_WHAT YOU NEED TO DO_
Your task is to copy every line of the records below that contains "above".

══ RECORDS SHOWN ══

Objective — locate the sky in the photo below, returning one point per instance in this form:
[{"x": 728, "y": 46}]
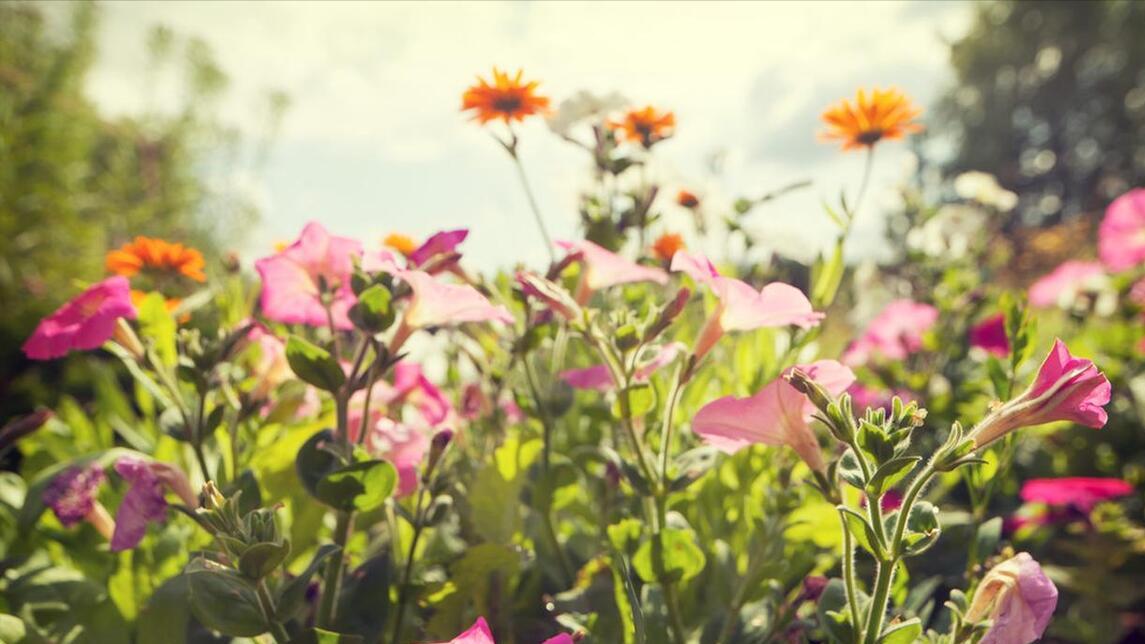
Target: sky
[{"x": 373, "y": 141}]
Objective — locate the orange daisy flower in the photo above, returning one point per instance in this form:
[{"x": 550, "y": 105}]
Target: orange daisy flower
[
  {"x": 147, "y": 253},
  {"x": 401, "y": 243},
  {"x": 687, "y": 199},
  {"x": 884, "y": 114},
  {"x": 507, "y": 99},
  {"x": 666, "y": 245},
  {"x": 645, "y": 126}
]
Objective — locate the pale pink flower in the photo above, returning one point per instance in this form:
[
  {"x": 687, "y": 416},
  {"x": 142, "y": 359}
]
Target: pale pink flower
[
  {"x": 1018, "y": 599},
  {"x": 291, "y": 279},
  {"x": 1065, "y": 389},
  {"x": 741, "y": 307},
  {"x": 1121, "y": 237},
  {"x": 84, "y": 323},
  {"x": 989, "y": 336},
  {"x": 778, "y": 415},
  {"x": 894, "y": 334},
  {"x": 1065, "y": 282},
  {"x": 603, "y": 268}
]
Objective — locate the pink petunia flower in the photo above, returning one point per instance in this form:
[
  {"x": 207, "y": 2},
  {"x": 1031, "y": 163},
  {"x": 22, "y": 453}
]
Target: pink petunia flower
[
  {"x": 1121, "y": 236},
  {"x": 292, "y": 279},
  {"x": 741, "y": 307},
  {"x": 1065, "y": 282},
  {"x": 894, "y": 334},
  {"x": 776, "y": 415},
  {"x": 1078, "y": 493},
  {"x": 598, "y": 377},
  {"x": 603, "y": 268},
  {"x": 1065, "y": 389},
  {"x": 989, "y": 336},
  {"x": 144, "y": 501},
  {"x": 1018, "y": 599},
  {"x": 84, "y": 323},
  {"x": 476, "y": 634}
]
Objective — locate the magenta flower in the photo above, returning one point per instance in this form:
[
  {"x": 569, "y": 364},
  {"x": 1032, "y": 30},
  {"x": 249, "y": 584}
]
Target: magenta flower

═══

_OUTPUT_
Objective — locate the orange daisy flower in the photo above, returning one point per instance in this form:
Objective — locate the pale pink flower in the photo above, returning one point per instance in this form:
Objective — locate the pink petunia flower in the photo above, returning one point per instance in this form:
Objective — locate the magenta flower in the photo above, returning one point per instance in this form:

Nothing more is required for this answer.